--- EXTRACT ---
1. WebClient to fetch stock prices from the API.
2. Flux to create a reactive stream that emits stock price updates.
3. Sinks.Many to multicast the price updates to multiple subscribers.
4. AtomicReference to store the latest price.
5. retryBackoff for error handling and backpressure control.
6. subscribeOn to specify the scheduler for the flux.

import reactor.core.publisher.Flux;
import reactor.core.publisher.Sinks;
import reactor.core.scheduler.Schedulers;

import java.time.Duration;
import java.util.concurrent.atomic.AtomicReference;

import org.springframework.web.reactive.function.client.WebClient;
import org.springframework.web.reactive.function.client.WebClientResponseException;

public class StockPriceUpdater {
    private final WebClient webClient;
    private final Sinks.Many<StockPrice> priceSink;
    private final AtomicReference<StockPrice> latestPrice;

    public StockPriceUpdater(String apiBaseUrl, String tickerSymbol) {
        this.webClient = WebClient.builder()
                .baseUrl(apiBaseUrl)
                .build();
        this.priceSink = Sinks.many().multicast().onBackpressureBuffer();
        this.latestPrice = new AtomicReference<>();

        // Create a flux that emits stock price updates
        Flux<StockPrice> priceFlux = Flux.interval(Duration.ofSeconds(1))
---
PROBLEMS:
A. In the stock price updater code, replace "subscribers" with "listeners" and write out the passage from "2. Flux to create" to "the latest price.".
B. Say whether each statement agrees with the stock price updater code: (i) the latest price is kept in an AtomicReference; (ii) WebClient multicasts the price updates to multiple subscribers; (iii) the flux emits at one-second intervals. Give yes or no for each, quoting the words that settle it.
C. Take the stock price updater code further, starting right after its final line.
The data that comes next is drawn from a separate source.
--- PROVIDED INFORMATION ---
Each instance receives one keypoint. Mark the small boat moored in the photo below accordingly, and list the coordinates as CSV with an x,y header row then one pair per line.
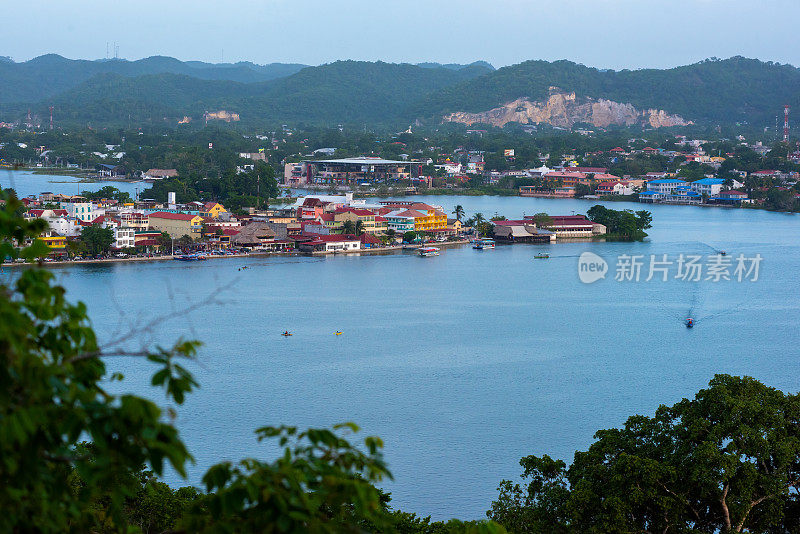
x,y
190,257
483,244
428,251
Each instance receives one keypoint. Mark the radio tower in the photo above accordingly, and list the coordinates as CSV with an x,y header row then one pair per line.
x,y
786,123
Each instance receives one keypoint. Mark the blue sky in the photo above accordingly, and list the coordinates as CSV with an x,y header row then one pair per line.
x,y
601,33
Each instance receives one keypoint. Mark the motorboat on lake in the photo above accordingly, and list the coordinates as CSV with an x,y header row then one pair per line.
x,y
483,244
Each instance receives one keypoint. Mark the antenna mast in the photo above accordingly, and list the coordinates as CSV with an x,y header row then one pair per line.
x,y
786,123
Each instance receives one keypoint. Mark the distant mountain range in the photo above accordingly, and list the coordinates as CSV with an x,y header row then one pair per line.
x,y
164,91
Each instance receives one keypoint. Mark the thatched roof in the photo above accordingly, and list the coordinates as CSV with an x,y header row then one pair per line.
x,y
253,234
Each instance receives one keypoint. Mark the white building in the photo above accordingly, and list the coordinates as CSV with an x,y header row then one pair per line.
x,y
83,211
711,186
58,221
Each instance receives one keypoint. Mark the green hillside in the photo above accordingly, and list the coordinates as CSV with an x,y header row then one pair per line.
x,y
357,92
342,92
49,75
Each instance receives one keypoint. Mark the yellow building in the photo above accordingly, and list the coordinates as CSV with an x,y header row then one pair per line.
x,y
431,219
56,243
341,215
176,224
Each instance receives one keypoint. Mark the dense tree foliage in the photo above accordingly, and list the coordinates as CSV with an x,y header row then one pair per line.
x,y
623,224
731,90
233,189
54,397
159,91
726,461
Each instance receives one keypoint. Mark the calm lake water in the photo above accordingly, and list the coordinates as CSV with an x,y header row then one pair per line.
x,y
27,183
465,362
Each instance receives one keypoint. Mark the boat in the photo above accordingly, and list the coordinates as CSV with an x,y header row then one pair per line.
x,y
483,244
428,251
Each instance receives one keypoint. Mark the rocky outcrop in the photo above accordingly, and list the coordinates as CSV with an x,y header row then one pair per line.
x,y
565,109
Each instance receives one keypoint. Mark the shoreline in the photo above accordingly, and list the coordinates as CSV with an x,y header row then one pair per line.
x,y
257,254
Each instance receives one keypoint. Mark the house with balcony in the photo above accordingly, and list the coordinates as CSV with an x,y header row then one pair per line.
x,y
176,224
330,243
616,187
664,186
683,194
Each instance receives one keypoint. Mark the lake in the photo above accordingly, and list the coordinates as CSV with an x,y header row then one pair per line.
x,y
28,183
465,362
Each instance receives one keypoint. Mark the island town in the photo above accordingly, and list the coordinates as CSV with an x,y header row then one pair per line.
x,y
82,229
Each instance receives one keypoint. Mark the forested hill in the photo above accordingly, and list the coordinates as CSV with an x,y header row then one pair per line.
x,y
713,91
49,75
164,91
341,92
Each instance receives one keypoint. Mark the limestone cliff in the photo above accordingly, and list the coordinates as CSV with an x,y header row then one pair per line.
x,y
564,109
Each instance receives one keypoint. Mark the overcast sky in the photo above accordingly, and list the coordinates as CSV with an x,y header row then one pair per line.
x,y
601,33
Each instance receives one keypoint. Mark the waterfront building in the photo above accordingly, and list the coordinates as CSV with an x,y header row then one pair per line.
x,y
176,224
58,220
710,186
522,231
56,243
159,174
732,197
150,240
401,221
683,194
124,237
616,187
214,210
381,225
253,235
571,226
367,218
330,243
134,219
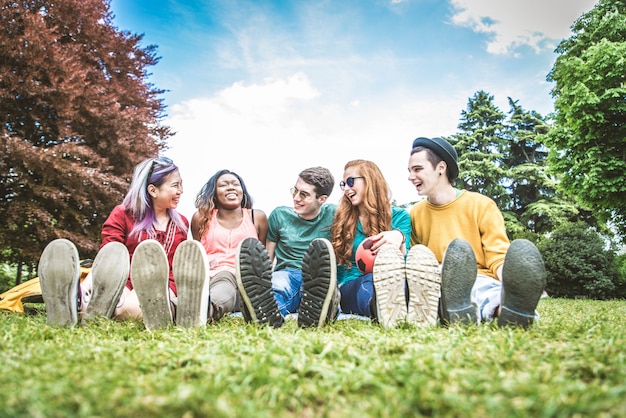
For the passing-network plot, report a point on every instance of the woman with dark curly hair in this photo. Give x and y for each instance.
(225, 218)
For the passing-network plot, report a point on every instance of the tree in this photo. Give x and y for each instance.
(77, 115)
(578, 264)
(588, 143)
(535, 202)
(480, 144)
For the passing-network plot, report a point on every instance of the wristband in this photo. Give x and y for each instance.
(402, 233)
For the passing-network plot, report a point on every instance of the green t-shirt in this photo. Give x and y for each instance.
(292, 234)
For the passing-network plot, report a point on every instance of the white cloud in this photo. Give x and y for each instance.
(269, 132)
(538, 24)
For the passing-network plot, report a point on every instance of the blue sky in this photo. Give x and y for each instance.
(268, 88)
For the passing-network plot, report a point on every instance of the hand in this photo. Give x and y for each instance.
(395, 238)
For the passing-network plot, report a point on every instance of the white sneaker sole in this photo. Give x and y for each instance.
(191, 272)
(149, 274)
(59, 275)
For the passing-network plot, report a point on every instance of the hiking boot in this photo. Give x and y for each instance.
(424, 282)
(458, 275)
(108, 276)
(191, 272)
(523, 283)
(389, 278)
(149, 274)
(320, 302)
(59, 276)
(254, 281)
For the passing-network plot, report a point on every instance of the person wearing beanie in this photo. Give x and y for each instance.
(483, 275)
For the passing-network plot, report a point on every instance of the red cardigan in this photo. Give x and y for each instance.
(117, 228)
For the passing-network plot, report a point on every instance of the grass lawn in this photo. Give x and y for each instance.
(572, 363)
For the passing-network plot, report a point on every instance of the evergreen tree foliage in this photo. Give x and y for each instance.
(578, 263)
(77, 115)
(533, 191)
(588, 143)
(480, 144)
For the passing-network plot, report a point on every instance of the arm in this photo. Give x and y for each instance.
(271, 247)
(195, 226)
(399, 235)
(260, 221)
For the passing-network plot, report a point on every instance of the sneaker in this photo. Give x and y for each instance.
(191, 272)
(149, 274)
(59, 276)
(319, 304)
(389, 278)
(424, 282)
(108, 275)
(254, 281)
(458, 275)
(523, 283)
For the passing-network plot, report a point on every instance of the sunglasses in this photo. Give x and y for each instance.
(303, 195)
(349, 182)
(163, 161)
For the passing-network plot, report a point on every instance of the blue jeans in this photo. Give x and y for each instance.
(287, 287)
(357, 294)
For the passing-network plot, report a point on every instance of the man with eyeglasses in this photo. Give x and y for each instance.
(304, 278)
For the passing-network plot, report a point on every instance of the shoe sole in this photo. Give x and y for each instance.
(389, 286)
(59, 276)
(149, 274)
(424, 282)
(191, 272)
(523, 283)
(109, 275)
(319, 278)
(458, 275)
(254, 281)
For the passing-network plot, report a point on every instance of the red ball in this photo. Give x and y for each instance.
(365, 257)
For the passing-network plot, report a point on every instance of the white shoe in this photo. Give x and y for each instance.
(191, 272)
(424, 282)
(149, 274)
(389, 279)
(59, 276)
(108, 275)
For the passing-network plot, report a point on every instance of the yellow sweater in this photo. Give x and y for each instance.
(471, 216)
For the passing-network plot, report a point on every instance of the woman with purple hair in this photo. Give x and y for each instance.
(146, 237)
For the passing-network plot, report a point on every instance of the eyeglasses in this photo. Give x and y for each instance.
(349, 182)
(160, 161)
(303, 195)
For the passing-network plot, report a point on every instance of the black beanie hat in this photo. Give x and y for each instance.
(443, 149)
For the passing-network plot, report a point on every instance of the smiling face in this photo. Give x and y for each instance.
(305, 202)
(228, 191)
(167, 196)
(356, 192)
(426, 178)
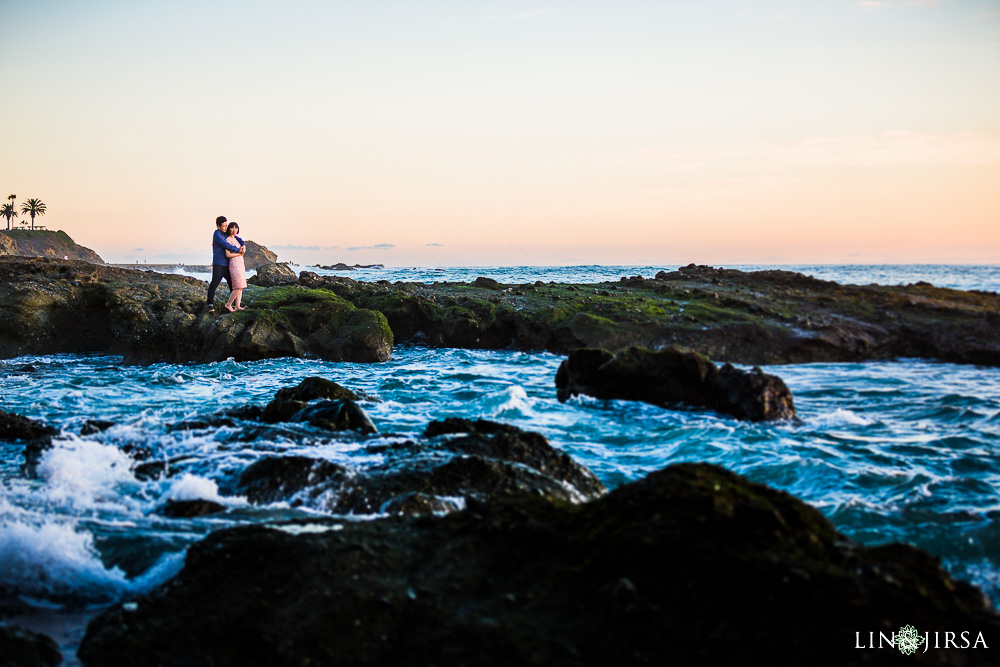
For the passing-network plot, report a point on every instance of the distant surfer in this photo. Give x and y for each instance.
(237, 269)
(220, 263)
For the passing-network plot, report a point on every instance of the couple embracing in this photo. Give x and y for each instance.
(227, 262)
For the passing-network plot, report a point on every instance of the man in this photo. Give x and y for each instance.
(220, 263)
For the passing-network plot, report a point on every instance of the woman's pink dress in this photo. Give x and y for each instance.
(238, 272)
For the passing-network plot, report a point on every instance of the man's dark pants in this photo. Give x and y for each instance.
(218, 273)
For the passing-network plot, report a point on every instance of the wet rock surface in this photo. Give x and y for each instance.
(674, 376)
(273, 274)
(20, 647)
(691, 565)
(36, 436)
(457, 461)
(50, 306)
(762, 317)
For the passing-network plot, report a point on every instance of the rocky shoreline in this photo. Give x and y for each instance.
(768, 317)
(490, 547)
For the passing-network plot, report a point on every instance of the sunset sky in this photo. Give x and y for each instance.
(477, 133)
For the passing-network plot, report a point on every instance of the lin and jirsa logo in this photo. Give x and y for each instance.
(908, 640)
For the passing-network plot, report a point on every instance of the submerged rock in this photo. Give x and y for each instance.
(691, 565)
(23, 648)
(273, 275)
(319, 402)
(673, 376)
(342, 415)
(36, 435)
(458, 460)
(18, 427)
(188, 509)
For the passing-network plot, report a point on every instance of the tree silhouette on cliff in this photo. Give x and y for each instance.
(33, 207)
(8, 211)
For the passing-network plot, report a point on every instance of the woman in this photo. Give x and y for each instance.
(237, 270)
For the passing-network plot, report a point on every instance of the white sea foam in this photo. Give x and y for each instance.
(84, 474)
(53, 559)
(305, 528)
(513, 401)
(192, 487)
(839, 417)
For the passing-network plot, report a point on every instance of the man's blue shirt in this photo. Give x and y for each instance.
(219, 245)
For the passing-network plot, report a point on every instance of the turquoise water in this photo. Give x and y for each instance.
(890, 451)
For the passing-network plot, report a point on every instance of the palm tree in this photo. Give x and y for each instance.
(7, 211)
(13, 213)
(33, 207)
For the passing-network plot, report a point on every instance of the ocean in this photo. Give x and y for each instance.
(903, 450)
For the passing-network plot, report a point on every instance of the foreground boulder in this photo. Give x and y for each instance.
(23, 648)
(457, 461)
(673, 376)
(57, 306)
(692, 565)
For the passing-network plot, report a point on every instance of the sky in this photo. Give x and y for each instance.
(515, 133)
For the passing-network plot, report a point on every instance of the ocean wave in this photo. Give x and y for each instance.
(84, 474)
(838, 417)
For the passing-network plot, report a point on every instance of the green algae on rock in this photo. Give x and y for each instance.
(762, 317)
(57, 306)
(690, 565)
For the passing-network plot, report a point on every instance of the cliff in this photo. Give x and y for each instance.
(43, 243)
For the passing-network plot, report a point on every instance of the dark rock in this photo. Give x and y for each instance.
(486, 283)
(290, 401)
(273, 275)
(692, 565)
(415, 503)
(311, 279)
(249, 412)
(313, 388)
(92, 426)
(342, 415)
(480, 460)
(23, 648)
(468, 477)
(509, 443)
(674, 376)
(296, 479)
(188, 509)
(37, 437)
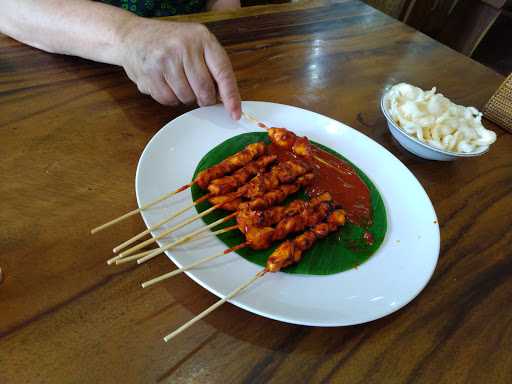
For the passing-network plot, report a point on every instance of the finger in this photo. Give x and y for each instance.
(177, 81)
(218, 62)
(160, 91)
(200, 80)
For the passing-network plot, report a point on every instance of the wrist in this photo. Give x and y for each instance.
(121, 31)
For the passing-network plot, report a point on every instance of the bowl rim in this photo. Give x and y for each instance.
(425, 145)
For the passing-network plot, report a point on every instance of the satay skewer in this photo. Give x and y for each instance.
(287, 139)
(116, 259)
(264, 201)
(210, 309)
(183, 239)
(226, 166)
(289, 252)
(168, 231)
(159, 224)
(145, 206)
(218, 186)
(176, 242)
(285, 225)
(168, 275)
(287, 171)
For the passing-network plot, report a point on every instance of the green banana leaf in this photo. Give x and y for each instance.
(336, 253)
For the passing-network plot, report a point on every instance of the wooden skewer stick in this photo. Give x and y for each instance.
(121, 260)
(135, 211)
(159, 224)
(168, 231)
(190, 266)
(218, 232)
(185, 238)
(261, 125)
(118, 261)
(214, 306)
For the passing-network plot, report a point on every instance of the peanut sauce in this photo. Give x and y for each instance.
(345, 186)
---
ANSWERS TO THE EXERCISE:
A.
2. Flux to create a reactive stream that emits stock price updates.
3. Sinks.Many to multicast the price updates to multiple listeners.
4. AtomicReference to store the latest price.

B.
(i) Yes: "AtomicReference to store the latest price."
(ii) No: "Sinks.Many to multicast the price updates to multiple subscribers."
(iii) Yes: "Flux.interval(Duration.ofSeconds(1))"

C.
                .flatMap(i -> fetchStockPrice(tickerSymbol))
                .doOnError(ex -> System.err.println("Error fetching stock price: " + ex.getMessage()))
                .retryBackoff(3, Duration.ofSeconds(1), Duration.ofSeconds(10))
                .subscribeOn(Schedulers.boundedElastic());

        // Subscribe to the flux and update the UI
        priceFlux.subscribe(price -> {
            latestPrice.set(price);
            priceSink.tryEmitNext(price);
            updateUI(price);
        });
    }

    private StockPrice fetchStockPrice(String tickerSymbol) {
        return webClient.get()
                .uri("/stock/{tickerSymbol}", tickerSymbol)
                .retrieve()
                .bodyToMono(StockPrice.class)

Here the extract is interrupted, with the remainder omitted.